» **YOUR OBJECTIVE**
Take the line that contains "Would you be able to pin the wooden crate" and all lines after it, up to and including the last line of the data, and write them out exactly; nothing else belongs in the answer.

» **EXERCISE MATERIAL**
[start]

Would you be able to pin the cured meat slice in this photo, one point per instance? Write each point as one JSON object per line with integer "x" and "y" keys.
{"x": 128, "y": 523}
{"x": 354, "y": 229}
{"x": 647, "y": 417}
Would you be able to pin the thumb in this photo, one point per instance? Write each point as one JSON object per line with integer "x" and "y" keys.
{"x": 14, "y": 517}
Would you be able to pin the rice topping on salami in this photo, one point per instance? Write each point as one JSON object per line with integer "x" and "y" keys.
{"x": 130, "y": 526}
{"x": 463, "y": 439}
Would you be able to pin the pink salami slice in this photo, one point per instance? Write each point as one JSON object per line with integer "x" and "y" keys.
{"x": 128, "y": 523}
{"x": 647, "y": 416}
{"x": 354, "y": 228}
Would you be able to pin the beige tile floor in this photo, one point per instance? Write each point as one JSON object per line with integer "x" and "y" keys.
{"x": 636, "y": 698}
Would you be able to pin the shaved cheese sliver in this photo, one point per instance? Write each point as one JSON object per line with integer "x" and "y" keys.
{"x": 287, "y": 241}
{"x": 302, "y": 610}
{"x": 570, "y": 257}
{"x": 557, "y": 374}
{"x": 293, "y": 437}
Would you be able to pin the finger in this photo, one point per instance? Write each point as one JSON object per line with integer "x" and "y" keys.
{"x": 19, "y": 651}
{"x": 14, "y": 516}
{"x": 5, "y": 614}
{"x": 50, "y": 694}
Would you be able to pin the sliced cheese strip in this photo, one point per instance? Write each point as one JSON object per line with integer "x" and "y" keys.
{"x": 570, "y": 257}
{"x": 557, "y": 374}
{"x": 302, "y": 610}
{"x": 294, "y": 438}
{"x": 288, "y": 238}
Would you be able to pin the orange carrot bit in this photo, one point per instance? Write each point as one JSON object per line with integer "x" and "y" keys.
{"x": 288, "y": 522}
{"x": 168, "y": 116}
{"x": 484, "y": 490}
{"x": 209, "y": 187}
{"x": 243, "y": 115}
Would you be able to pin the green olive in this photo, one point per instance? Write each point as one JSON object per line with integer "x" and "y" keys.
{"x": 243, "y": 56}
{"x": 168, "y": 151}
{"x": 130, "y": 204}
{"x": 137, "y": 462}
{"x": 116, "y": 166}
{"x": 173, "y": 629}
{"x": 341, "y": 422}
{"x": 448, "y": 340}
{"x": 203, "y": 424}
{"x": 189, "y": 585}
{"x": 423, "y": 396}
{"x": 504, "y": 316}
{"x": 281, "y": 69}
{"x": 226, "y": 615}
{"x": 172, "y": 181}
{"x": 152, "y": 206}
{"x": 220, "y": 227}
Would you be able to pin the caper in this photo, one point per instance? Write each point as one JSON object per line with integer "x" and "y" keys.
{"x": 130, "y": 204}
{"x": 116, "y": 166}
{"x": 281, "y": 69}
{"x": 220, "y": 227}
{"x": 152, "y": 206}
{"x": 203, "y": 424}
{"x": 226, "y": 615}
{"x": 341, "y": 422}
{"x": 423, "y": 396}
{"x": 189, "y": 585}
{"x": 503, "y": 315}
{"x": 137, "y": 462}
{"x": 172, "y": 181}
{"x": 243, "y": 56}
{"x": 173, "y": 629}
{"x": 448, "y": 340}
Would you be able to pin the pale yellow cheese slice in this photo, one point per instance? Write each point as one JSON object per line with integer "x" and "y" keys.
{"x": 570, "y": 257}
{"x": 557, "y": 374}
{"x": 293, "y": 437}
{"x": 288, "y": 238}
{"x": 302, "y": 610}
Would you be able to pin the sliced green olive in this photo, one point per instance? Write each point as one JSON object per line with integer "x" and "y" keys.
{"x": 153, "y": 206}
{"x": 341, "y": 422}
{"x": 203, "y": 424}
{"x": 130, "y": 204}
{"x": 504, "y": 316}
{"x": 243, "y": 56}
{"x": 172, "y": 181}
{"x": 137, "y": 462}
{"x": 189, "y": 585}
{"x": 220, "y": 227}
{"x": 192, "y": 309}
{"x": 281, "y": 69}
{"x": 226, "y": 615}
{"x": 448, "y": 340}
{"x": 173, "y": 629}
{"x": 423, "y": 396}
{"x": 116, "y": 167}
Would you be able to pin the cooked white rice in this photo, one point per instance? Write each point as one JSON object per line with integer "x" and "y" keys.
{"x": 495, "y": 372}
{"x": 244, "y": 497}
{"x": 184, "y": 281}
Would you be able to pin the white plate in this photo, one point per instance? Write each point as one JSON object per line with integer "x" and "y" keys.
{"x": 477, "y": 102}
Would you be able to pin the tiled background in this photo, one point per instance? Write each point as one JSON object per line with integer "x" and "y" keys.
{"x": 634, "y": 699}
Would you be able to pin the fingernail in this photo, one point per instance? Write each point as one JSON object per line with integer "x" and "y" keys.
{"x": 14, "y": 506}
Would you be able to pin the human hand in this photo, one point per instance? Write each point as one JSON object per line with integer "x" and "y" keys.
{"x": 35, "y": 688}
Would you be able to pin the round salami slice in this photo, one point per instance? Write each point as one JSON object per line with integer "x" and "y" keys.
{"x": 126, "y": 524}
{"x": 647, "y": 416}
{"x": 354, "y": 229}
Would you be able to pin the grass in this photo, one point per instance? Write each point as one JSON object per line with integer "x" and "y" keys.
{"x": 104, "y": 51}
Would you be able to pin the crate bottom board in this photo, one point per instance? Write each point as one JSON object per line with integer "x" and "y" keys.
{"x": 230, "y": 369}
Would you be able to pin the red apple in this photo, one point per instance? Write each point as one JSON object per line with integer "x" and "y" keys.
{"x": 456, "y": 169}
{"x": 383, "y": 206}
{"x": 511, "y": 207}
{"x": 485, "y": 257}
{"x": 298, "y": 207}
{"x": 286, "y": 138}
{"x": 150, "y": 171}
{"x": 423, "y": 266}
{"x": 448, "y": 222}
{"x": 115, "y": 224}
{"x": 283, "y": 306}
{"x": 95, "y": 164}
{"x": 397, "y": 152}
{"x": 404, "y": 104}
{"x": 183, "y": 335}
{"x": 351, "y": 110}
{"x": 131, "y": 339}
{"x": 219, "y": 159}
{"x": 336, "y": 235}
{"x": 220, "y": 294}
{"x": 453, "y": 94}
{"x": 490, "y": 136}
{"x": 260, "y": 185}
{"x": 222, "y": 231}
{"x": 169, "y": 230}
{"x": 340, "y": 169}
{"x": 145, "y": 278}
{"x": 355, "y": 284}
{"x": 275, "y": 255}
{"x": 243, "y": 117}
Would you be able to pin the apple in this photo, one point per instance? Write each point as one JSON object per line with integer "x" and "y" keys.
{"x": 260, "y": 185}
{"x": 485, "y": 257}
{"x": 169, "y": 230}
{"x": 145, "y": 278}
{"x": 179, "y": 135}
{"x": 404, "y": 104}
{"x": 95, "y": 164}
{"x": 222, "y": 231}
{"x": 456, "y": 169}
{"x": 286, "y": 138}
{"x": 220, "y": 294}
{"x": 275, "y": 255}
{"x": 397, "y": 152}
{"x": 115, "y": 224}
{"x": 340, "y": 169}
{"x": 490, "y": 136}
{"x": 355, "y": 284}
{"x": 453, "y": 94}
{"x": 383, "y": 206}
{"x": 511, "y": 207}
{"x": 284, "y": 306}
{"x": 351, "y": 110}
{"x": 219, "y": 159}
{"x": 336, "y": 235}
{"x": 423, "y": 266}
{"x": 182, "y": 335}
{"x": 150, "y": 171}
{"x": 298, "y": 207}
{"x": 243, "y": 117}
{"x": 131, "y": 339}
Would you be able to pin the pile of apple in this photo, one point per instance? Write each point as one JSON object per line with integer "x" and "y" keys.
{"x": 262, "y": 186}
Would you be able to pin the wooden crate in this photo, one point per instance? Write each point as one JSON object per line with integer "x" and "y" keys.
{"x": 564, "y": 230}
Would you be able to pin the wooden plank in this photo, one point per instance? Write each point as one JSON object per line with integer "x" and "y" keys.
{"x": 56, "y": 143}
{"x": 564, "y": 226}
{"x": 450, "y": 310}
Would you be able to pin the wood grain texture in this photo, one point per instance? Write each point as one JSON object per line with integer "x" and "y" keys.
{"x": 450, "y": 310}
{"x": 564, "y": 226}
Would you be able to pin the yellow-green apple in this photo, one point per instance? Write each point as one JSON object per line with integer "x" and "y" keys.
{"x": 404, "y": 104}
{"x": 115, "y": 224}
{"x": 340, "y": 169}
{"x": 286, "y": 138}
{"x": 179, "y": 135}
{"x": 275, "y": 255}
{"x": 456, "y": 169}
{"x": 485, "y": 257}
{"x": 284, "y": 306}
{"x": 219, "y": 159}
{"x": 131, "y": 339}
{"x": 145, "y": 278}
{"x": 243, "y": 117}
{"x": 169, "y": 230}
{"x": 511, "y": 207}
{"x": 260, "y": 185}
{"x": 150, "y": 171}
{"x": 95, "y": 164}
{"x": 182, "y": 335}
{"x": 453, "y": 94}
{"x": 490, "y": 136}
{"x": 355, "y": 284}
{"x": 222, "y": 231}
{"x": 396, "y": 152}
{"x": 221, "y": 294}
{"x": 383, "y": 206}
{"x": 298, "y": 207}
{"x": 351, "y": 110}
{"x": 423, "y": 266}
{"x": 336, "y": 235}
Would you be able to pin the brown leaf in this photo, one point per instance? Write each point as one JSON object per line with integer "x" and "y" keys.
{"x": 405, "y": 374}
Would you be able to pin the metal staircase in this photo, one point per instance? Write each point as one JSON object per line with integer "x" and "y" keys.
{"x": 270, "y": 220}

[end]

» **FULL RESPONSE**
Would you be able to pin the wooden crate in this photo, one point per instance? Write each point as one JSON object per line with integer "x" and "y" keys.
{"x": 564, "y": 230}
Would you be able to pin the wooden plank in this photo, one point per instance? Write each point as one JSON object per line with integer "x" and "y" keys.
{"x": 56, "y": 143}
{"x": 564, "y": 226}
{"x": 450, "y": 310}
Would you be able to pin the wood grain texture in this photo, one point per instance? Write each point as one JSON object per line with integer "x" and "y" keys.
{"x": 450, "y": 310}
{"x": 564, "y": 226}
Would you be able to pin the yellow-green apple in this photo, one point per instance? Write each point as one JSON object per line with integer "x" and "y" keys.
{"x": 404, "y": 104}
{"x": 115, "y": 224}
{"x": 340, "y": 169}
{"x": 286, "y": 138}
{"x": 179, "y": 135}
{"x": 275, "y": 255}
{"x": 456, "y": 169}
{"x": 485, "y": 257}
{"x": 284, "y": 306}
{"x": 219, "y": 159}
{"x": 131, "y": 339}
{"x": 145, "y": 278}
{"x": 243, "y": 117}
{"x": 169, "y": 230}
{"x": 511, "y": 207}
{"x": 260, "y": 185}
{"x": 150, "y": 171}
{"x": 95, "y": 164}
{"x": 182, "y": 335}
{"x": 453, "y": 94}
{"x": 490, "y": 136}
{"x": 355, "y": 284}
{"x": 222, "y": 231}
{"x": 396, "y": 152}
{"x": 221, "y": 294}
{"x": 383, "y": 206}
{"x": 298, "y": 207}
{"x": 351, "y": 110}
{"x": 423, "y": 266}
{"x": 336, "y": 235}
Would you be able to pin the brown leaf in this photo, one point per instance? Write each point as one JSON object per line with integer "x" and "y" keys.
{"x": 405, "y": 374}
Would you be able to pin the metal staircase in this photo, one point per instance? Write each point as one JSON object per line with integer "x" and "y" keys.
{"x": 270, "y": 220}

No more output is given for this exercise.